* **TASK TO CARRY OUT**
Write a continuation of the passage about the Kelso Depot in the Mojave National Preserve, starting after its last sentence.

The Kelso Depot, Restaurant and Employees Hotel or Kelso Depot, now also the Mojave National Preserve Visitors Center, is located in the Mojave Desert within the National Park Service Mojave National Preserve, on Kelso Cima Road at the junction of Kelbaker Road in Kelso, California, between Baker and Interstate 15 to the north and Interstate 40 to the south. It was placed on the National Register of Historic Places, and along with the adjacent ghost town of Kelso, was declared a United States Historic District in 2000. The district was increased twice: in 2019 and 2025.

As of 2025, the Kelso Depot Visitor Center is closed for renovation.

* **GIVEN INFORMATION**
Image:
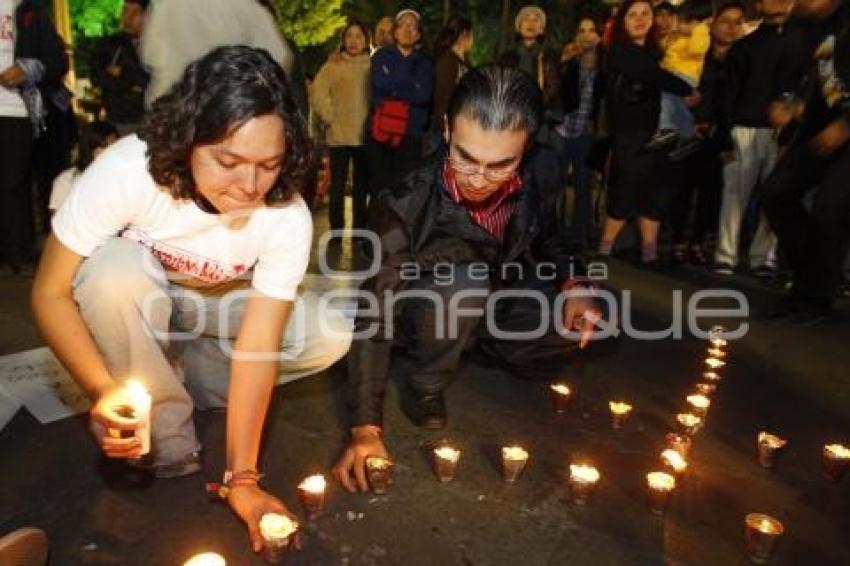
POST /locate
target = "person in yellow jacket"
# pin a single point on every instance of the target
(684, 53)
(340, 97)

* * *

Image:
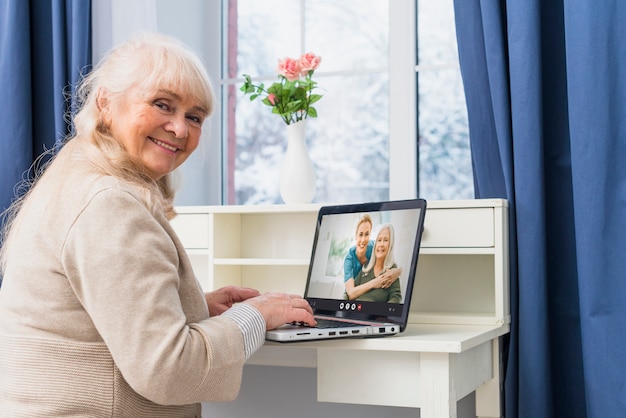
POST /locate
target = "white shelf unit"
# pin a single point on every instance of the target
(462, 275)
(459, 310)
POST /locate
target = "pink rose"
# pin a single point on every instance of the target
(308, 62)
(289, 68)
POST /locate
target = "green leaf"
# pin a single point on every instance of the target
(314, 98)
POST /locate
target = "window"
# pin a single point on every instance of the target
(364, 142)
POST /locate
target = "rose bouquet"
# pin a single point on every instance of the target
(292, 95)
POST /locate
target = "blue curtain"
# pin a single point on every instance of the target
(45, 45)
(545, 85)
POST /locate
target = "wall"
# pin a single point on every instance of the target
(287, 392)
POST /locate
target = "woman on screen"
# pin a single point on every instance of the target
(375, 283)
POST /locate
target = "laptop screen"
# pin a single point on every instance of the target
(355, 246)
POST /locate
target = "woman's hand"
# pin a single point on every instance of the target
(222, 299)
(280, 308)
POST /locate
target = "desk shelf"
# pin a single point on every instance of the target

...

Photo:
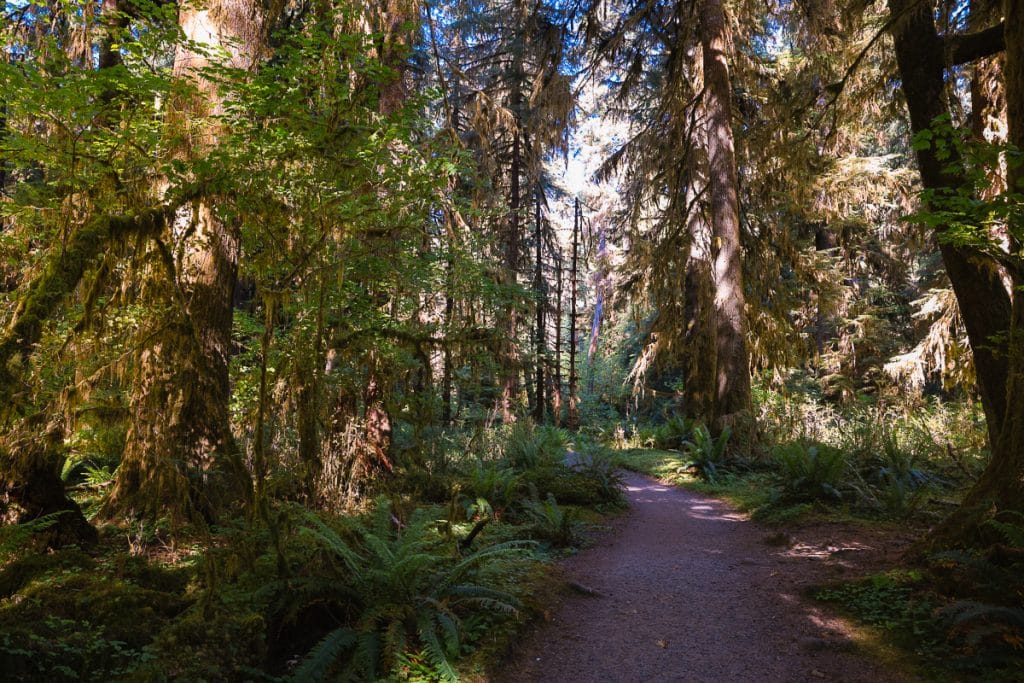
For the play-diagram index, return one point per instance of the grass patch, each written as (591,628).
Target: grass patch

* **SOLVED EXERCISE**
==History==

===Early years===

The first depot, by the Los Angeles and Salt Lake Railroad, opened in 1905. In early 1923 the railroad began construction of the new "Kelso Clubhouse & Restaurant" which opened the next year. The Kelso Depot was built to provide services to passengers and railroad employees, and a water stop for the steam locomotives. It is an example of a surviving mid-1920s era Mission Revival and Spanish Colonial Revival architecture Styled railroad depot with a hotel, restaurant, and gardens in Southern California. It was designed by the firm of John and Donald Parkinson. The facility served interstate passenger and shipping traffic and the transport of ore from local mines, especially the Vulcan Mine. It was an essential element of the 1920s modernization of the Union Pacific Railroad stations to compete with the Santa Fe Railway and its Harvey Houses such as "Casa del Desierto".

The oasis-like landscape design and overall style and character of this remote station made it a popular gathering place for Union Pacific employees, passengers and local residents. The original gardens with shade from Fremont cottonwoods (Populus fremontii), Chinese elms (Ulmus parvifolia), and manicured geometric lawns lingered, but did not survive the desert conditions between depot closure and the park's Visitor Center restoration. Only date palms (Phoenix dactylifera) survived.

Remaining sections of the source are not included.